■ Set problem ■
Transcribe, word for word, the line containing "Task: one point marks each instance of the mountain" and each line following it through the end of the listing below. Omit all other lines.

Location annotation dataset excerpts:
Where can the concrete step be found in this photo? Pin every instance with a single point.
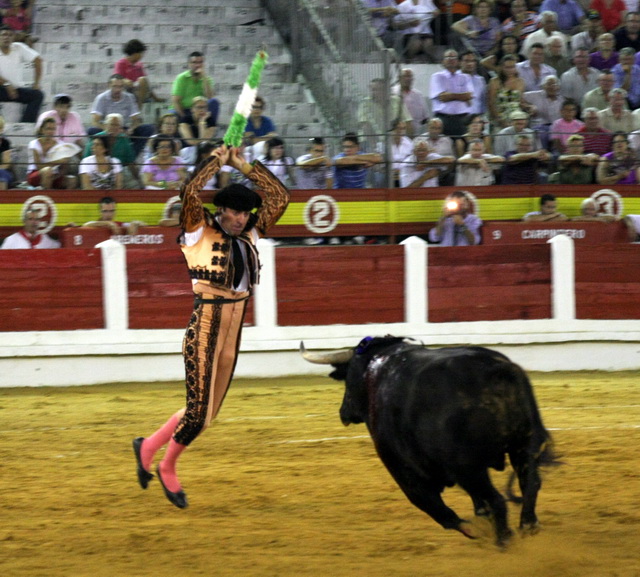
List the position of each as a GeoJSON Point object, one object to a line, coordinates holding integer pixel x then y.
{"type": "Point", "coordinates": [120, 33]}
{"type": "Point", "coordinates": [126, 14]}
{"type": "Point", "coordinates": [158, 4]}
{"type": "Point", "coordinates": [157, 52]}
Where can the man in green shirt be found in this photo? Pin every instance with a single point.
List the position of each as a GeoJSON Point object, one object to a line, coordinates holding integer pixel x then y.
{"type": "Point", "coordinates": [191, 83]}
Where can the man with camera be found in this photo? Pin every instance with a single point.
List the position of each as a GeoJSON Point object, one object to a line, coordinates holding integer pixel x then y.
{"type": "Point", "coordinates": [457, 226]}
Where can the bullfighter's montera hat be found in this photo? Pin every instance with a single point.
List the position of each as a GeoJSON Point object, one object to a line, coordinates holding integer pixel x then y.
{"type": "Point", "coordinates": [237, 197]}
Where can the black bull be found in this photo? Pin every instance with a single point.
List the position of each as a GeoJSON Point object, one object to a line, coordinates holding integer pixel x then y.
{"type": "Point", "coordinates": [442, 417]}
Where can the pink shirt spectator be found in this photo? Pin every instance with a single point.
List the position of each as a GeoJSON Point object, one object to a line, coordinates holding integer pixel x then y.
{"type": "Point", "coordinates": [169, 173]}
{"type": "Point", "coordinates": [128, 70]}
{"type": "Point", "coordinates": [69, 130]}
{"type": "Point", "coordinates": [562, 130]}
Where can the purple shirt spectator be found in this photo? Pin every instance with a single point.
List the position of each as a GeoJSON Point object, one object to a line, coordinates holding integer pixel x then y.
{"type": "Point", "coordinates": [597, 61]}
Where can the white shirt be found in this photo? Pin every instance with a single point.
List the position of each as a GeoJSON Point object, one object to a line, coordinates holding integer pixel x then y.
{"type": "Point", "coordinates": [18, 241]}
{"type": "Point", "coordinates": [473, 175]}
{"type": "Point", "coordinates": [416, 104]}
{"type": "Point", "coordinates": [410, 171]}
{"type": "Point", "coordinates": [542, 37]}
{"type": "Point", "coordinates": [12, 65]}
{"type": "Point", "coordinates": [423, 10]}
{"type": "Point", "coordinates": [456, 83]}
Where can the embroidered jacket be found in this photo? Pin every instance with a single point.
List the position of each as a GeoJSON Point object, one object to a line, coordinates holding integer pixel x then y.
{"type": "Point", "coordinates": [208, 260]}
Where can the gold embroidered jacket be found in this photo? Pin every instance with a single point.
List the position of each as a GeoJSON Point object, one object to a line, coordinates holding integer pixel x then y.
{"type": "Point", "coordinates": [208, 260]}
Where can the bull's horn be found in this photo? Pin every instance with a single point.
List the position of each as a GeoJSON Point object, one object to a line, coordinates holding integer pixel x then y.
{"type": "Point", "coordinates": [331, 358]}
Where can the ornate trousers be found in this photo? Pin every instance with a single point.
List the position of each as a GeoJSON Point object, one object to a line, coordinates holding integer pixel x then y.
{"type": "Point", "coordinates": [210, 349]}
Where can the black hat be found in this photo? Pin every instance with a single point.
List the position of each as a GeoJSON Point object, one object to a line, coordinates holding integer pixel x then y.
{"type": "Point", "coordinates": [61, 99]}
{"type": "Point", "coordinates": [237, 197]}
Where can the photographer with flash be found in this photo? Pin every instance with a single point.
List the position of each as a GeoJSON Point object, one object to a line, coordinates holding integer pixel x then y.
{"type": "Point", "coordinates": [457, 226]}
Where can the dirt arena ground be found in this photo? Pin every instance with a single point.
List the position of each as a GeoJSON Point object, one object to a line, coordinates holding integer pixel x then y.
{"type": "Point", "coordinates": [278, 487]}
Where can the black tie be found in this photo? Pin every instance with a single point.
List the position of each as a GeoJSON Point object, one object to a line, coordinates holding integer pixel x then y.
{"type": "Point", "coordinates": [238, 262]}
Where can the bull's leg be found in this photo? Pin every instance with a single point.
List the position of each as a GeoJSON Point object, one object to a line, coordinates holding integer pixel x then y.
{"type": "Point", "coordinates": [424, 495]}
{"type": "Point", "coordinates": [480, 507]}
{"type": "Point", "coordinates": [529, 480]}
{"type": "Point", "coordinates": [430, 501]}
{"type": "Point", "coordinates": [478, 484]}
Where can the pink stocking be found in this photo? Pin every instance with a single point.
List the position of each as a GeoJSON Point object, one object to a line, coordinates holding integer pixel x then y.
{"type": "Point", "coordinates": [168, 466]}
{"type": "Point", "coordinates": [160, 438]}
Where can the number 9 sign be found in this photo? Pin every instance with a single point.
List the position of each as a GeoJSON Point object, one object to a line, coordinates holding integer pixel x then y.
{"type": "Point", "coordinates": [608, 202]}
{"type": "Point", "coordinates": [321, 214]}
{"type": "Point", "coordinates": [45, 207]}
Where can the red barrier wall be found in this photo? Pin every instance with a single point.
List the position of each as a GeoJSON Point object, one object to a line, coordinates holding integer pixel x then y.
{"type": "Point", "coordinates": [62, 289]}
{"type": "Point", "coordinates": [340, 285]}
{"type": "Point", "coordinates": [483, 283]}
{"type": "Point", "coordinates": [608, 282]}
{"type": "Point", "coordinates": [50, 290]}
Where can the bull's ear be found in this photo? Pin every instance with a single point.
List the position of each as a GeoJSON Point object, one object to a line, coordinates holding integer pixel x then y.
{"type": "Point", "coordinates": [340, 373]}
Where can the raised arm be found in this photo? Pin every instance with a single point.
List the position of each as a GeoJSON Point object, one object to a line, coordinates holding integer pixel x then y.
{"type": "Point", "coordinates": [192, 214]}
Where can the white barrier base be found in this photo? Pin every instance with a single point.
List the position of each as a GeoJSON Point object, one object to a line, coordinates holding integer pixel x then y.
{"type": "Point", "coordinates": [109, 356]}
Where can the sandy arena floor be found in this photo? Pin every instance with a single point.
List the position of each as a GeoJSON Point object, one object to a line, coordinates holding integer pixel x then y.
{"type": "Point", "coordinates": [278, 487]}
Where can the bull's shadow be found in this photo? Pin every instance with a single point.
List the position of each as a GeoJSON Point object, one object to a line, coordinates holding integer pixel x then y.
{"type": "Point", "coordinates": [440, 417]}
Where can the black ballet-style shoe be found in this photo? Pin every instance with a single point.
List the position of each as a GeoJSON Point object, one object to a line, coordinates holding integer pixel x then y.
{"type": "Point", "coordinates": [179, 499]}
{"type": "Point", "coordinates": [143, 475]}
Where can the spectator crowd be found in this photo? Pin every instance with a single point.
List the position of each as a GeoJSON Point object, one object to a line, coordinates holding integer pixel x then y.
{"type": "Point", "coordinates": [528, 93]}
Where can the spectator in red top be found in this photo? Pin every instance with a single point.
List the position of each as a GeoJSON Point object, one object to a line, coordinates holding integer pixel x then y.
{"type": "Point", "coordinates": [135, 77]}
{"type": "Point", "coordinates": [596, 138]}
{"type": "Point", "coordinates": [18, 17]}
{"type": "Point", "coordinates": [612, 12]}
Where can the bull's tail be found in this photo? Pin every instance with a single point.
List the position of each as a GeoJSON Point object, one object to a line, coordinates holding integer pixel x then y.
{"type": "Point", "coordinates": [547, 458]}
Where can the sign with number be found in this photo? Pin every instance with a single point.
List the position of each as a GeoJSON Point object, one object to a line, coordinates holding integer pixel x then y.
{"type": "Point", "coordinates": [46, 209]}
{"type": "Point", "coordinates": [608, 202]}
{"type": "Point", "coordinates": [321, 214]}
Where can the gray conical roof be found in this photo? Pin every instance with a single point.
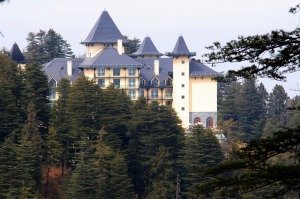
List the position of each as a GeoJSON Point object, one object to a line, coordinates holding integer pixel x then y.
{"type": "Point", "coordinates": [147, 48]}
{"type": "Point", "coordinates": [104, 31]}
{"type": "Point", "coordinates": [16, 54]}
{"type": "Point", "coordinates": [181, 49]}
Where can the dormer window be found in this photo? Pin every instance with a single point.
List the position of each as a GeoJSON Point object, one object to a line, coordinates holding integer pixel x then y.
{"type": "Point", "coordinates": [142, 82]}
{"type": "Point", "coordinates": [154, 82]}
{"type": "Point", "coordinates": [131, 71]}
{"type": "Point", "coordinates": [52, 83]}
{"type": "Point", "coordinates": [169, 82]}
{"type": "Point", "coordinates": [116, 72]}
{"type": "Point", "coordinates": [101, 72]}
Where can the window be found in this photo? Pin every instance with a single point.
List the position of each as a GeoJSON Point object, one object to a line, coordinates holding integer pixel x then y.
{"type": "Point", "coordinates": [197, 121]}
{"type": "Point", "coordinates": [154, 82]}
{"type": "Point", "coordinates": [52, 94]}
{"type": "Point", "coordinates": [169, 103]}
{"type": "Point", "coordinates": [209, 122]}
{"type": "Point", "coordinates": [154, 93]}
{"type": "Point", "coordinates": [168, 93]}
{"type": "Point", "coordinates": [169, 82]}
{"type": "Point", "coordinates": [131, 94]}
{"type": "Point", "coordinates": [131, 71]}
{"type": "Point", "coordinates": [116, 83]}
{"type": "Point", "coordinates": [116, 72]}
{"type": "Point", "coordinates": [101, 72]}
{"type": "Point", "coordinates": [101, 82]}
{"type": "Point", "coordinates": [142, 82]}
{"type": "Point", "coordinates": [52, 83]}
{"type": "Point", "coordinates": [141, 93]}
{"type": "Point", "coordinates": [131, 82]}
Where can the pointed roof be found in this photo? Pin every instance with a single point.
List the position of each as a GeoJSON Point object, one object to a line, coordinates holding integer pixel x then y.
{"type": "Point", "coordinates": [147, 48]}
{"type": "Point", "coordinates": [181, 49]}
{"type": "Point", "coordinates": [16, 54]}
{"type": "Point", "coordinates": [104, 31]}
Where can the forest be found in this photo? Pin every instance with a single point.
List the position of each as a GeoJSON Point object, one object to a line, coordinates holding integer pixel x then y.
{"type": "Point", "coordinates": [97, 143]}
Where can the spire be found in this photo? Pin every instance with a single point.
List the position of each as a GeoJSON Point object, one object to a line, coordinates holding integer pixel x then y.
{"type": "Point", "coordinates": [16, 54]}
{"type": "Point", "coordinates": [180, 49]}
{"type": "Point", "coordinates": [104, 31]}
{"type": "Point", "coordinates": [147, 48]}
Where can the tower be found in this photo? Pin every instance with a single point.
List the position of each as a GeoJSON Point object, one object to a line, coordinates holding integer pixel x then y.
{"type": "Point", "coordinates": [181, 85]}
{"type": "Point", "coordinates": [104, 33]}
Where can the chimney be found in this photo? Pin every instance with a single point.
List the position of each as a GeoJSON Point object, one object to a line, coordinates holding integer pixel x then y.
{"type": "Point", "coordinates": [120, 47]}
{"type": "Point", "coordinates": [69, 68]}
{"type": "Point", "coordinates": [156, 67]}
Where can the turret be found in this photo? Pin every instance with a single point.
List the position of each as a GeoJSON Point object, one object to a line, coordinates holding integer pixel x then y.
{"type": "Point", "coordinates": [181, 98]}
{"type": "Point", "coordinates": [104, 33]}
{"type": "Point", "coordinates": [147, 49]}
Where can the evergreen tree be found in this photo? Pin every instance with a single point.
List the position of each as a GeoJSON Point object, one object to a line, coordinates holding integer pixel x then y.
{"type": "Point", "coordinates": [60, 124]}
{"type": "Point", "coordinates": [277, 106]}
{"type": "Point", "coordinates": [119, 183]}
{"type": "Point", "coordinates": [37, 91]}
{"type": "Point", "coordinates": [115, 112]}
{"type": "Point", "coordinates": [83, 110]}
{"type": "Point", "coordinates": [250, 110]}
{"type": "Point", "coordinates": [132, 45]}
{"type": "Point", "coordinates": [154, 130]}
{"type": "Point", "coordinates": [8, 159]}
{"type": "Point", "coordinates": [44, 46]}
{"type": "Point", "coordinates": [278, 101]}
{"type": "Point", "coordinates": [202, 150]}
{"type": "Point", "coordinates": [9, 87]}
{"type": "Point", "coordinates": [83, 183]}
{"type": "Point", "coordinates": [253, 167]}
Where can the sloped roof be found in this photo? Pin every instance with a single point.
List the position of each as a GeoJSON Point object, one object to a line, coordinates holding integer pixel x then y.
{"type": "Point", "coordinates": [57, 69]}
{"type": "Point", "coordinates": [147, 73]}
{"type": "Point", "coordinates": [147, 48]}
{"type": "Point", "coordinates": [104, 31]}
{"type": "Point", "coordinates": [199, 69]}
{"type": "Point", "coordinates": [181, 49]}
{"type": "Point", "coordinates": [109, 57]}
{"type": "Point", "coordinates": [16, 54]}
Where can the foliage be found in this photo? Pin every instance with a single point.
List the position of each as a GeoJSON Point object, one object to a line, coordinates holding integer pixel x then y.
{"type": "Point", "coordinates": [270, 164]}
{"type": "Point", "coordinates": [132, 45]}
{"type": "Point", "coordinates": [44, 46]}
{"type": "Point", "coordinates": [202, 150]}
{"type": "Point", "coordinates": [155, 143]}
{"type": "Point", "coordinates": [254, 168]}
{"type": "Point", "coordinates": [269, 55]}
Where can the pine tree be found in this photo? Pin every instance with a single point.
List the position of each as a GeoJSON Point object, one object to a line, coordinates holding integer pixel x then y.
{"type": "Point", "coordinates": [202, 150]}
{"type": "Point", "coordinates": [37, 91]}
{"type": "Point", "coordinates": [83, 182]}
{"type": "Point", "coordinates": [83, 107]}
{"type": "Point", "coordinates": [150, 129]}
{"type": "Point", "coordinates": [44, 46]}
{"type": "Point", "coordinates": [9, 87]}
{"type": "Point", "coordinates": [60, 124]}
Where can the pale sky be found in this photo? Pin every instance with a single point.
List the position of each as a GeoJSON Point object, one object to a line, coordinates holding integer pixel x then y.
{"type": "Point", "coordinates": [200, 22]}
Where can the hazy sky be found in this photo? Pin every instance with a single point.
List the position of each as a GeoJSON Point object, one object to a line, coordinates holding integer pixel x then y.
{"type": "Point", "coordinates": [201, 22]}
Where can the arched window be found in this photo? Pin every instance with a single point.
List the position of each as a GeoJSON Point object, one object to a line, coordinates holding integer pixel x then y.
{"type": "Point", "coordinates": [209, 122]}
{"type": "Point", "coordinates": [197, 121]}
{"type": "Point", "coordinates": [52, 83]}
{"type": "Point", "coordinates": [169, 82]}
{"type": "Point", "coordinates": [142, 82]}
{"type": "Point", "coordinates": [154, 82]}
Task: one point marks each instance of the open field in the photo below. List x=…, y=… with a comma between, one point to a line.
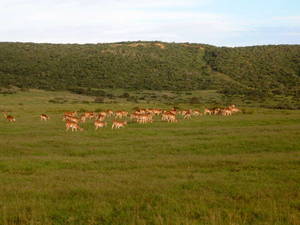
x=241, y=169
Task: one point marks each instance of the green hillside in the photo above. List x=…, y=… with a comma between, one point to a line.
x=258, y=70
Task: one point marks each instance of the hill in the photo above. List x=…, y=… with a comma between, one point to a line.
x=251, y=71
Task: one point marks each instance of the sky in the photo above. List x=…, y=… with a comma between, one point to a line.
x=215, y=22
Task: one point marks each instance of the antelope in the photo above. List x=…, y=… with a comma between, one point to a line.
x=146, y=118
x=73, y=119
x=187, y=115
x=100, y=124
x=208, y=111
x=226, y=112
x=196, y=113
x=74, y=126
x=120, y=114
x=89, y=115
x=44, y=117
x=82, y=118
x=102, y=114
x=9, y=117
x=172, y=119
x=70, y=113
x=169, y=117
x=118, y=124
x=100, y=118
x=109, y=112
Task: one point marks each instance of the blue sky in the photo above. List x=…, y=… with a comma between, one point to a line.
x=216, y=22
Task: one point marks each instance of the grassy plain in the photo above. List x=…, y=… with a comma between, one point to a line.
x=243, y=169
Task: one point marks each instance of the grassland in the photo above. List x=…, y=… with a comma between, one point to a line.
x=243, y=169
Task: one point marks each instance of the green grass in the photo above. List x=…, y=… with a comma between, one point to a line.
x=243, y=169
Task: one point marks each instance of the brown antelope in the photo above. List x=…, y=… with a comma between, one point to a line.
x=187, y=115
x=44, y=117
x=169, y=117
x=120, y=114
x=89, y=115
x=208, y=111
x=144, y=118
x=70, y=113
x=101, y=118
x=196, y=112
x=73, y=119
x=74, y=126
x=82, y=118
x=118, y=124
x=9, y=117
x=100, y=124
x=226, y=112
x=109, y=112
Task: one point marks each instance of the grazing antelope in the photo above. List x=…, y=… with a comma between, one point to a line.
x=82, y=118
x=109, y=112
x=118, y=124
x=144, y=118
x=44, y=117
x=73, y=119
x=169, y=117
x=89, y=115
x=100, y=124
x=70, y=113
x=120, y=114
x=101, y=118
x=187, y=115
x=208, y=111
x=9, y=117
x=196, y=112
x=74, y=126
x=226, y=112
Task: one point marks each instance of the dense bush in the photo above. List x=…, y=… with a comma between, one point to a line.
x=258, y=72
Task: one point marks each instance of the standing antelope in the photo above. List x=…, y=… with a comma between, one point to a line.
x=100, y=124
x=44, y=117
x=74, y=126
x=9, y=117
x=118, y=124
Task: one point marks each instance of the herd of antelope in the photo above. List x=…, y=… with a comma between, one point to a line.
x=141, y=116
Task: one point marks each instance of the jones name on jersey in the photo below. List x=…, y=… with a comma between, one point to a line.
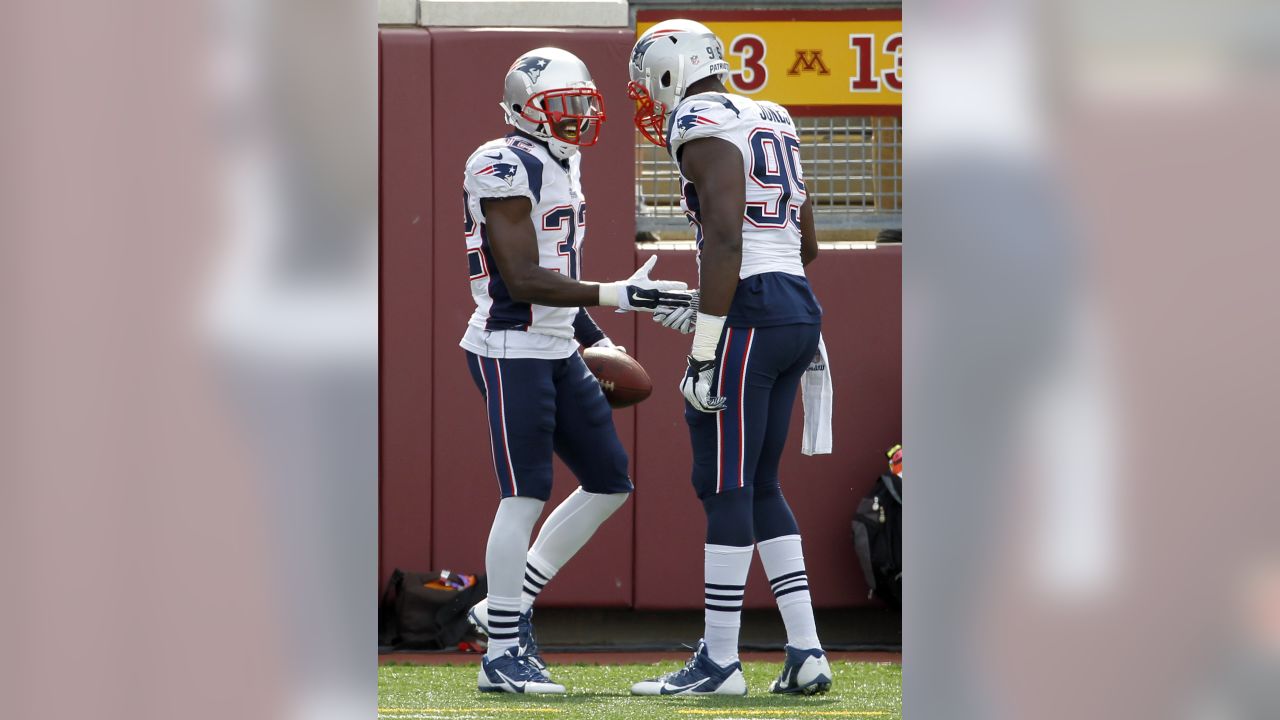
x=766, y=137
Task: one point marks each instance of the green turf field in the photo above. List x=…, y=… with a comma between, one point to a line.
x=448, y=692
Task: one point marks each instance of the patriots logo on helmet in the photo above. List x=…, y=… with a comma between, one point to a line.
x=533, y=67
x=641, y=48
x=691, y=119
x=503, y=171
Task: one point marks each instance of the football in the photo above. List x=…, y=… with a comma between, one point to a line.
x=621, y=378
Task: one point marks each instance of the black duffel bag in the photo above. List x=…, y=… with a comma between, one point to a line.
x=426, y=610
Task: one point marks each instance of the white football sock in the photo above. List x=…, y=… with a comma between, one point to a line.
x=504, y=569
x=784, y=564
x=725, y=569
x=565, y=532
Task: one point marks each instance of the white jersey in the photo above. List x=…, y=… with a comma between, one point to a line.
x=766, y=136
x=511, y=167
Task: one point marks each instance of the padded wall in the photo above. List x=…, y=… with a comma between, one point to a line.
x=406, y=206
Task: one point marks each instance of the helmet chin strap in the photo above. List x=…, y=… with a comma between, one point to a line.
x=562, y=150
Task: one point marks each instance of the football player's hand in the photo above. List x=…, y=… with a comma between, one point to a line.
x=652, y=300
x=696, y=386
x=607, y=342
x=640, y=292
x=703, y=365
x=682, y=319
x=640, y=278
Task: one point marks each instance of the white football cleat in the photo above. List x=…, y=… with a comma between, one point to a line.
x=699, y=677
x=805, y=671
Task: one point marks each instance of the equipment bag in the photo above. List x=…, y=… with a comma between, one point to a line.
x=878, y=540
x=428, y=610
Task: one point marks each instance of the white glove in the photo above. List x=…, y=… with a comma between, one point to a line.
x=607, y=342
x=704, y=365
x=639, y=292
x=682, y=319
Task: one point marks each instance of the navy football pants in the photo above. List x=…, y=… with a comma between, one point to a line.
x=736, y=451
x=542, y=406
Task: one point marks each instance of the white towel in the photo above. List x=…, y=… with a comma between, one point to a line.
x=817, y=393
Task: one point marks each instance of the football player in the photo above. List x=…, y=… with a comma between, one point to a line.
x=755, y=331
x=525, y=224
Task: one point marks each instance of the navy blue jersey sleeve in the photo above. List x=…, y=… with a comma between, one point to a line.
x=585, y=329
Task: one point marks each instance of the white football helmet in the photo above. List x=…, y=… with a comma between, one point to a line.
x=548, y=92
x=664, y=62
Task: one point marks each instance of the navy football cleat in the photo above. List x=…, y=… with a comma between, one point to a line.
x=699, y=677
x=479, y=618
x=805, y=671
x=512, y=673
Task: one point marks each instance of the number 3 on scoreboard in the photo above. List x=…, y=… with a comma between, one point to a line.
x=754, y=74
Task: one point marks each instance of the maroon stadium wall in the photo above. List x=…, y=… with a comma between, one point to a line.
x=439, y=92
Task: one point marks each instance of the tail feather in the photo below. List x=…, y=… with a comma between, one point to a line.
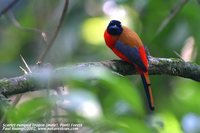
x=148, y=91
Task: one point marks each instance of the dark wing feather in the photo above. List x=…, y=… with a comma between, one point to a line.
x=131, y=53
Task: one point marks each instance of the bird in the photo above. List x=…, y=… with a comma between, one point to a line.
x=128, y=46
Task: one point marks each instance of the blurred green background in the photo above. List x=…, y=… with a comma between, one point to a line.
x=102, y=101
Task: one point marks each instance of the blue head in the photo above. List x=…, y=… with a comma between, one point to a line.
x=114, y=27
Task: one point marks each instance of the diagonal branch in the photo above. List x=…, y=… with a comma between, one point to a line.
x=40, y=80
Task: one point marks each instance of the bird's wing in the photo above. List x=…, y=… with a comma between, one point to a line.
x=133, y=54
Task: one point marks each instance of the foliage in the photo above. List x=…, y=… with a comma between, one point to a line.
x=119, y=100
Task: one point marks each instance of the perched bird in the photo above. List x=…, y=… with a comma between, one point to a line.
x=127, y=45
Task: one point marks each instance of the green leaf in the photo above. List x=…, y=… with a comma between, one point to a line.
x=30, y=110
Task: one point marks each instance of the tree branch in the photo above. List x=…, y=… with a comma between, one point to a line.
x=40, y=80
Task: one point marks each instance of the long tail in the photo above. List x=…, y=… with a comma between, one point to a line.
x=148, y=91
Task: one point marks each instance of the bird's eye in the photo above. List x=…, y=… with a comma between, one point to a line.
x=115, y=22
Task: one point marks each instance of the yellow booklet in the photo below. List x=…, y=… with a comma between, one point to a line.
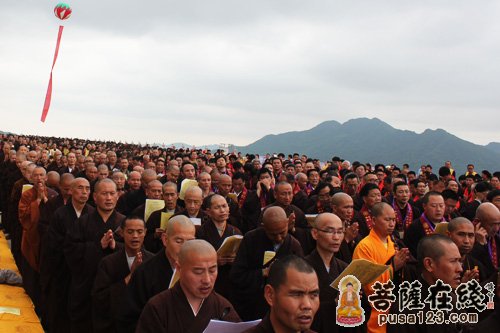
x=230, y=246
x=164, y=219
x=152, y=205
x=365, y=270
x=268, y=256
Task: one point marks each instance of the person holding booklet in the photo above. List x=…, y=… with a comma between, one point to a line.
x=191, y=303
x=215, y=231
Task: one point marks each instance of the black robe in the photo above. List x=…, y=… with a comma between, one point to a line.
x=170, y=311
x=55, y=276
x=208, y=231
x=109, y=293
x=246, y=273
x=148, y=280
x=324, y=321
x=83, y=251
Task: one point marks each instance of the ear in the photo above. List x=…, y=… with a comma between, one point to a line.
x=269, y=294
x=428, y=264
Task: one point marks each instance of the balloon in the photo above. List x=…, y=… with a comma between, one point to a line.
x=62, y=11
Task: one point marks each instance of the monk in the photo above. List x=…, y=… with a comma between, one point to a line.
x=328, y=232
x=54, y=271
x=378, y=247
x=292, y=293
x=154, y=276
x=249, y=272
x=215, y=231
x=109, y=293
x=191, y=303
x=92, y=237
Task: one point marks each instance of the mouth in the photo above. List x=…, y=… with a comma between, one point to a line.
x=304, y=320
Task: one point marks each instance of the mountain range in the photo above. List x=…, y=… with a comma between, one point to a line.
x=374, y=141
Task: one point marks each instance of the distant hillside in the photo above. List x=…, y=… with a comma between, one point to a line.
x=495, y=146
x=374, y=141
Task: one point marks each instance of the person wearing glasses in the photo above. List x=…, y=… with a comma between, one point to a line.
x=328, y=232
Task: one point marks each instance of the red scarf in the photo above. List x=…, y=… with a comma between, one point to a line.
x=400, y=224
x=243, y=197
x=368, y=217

■ Correct output ■
Task: one point marks each instance of the mountain range in the photo above. List x=…, y=… with a comma between, one point to a line.
x=374, y=141
Task: one point marks each instance of the distant hillside in the photo above. List x=…, y=… with a comma between, one point to a line.
x=495, y=146
x=374, y=141
Task: one point marks each instance of the person wearing glasses in the photo above. List x=…, y=… with a comma between, one point to a line.
x=328, y=232
Task: one point marks each instance of the red scarf in the photo above. List x=…, y=… with a comma between, one point to a line.
x=400, y=224
x=243, y=197
x=368, y=217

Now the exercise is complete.